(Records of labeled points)
################

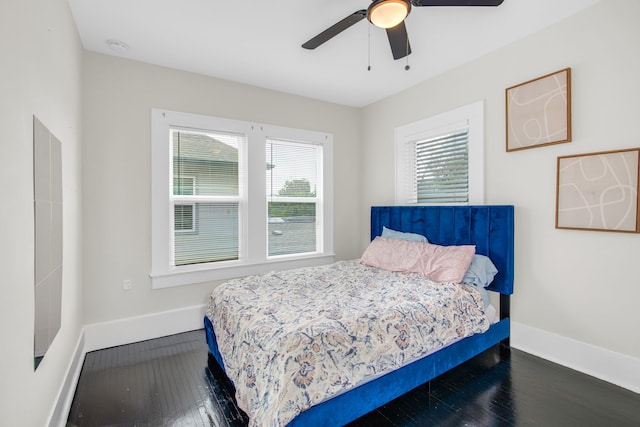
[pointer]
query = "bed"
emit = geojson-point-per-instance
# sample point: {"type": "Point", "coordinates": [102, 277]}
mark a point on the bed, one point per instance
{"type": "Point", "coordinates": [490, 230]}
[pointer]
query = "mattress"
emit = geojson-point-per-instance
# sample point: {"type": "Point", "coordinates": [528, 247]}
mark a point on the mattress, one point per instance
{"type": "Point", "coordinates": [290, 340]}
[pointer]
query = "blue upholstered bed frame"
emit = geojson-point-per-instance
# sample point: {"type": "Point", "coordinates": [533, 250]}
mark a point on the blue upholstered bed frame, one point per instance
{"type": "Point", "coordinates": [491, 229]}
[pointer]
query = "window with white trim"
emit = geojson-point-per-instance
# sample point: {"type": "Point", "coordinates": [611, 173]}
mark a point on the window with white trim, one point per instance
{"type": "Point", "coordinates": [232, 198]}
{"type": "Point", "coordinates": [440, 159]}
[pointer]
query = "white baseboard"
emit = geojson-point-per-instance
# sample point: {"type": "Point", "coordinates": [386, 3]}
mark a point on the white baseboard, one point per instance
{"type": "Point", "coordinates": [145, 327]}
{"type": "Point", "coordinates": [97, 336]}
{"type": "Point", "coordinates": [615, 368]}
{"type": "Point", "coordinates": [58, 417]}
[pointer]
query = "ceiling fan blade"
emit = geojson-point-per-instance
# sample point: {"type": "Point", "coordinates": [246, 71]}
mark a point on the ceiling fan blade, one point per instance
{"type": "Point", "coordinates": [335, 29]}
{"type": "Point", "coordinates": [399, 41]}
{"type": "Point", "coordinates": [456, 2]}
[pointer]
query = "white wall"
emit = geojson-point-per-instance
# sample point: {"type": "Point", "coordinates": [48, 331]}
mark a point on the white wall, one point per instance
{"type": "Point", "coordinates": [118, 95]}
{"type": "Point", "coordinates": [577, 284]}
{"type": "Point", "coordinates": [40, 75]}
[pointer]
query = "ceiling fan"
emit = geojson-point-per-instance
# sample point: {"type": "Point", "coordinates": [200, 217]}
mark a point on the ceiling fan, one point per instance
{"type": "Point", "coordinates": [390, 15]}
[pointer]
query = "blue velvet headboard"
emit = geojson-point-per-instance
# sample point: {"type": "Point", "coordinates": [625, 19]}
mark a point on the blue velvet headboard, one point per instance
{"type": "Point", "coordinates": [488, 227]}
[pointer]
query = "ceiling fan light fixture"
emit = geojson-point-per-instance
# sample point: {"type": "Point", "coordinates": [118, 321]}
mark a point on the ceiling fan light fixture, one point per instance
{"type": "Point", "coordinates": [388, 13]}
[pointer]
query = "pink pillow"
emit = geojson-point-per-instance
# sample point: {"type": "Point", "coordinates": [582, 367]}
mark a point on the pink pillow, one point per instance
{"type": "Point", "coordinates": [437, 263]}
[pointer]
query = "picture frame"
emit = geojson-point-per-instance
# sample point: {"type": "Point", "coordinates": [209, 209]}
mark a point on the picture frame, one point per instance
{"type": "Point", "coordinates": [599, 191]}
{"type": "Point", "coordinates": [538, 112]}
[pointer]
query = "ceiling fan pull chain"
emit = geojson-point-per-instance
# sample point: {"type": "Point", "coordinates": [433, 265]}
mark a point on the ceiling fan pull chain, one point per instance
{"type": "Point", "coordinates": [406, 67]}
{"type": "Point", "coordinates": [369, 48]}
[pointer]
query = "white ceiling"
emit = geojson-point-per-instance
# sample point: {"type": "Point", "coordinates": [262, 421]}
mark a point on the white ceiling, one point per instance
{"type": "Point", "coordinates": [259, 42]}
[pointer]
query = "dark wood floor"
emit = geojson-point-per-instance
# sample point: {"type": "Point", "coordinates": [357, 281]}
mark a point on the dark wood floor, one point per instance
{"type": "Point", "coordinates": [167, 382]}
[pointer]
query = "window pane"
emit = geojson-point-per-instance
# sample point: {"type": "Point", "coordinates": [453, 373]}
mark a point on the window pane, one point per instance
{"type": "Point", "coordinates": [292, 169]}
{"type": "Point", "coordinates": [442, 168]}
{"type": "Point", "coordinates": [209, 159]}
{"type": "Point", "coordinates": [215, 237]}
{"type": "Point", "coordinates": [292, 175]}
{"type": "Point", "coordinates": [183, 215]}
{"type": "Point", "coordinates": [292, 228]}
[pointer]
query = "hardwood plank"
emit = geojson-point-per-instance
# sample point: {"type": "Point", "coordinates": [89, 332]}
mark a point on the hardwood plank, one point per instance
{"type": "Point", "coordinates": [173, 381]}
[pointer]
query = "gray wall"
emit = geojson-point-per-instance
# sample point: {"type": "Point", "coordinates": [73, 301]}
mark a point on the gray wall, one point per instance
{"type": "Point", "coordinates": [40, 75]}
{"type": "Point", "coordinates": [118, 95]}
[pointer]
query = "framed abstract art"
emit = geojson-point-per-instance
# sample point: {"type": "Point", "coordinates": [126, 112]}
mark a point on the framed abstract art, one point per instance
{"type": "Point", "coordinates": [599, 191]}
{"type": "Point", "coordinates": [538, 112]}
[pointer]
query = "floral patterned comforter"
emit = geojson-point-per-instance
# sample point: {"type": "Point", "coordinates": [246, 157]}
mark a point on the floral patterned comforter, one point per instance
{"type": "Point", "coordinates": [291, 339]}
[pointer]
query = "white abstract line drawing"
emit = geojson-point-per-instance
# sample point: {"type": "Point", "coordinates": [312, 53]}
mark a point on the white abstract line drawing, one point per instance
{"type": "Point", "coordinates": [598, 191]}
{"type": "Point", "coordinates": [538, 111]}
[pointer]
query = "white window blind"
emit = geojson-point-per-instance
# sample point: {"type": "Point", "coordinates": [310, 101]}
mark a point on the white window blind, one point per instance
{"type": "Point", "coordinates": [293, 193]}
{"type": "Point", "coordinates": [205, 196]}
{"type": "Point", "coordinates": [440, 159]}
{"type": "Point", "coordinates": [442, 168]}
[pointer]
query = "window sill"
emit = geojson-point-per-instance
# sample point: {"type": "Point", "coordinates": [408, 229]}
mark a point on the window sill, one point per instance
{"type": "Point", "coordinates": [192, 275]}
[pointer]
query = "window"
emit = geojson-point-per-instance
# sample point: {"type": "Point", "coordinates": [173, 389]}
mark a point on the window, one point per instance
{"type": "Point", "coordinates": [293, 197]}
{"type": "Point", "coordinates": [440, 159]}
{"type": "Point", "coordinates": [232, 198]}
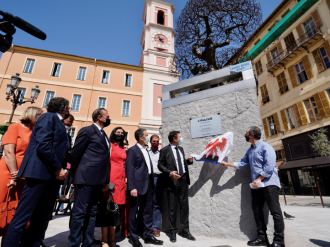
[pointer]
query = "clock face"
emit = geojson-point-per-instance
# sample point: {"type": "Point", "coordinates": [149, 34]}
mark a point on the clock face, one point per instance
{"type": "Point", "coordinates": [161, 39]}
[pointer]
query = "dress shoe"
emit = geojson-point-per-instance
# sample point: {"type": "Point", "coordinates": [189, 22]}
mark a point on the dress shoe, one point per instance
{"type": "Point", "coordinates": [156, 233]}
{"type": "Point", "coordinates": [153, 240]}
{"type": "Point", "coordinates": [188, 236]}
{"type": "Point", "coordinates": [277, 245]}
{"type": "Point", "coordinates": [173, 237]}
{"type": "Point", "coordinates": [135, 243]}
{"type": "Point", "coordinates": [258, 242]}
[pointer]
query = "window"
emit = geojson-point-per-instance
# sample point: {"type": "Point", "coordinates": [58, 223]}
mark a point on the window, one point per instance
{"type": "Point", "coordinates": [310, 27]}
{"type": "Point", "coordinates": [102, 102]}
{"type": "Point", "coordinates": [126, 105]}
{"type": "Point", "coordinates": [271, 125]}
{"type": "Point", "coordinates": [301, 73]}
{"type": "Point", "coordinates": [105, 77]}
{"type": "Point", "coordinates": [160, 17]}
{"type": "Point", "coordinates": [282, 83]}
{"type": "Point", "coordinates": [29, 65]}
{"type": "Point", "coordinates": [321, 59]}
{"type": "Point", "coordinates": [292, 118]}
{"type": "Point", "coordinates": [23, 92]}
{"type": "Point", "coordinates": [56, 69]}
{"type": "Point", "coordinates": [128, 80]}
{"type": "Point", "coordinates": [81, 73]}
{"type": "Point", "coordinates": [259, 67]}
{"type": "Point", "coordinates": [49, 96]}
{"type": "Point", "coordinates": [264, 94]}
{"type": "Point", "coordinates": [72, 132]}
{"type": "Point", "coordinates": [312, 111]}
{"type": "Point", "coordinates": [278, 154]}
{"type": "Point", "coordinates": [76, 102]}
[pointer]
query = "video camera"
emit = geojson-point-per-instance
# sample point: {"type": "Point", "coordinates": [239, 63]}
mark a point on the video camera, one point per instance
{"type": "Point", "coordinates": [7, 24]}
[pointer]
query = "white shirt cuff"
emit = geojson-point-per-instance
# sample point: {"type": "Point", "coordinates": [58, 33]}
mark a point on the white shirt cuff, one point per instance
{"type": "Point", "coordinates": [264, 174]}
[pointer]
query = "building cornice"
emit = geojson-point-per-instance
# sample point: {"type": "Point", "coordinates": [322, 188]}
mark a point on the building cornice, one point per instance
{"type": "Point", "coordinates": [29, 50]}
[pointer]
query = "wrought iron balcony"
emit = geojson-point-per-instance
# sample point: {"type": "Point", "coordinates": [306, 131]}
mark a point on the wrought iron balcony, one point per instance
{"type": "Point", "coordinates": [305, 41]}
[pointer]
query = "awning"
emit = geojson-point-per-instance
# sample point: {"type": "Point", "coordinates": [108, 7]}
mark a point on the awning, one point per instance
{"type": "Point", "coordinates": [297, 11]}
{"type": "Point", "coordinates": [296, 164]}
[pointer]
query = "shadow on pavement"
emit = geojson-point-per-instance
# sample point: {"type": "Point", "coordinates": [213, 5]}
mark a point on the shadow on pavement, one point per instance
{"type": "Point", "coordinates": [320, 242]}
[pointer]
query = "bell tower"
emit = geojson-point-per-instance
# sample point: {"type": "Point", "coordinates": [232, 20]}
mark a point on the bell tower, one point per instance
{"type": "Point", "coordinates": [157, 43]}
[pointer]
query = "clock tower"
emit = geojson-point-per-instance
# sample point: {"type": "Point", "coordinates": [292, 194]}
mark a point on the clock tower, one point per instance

################

Goal. Return every line in the rows above that contains the string "floor".

Complete response.
query = "dark wood floor"
mark a point on the dark wood floor, one point per instance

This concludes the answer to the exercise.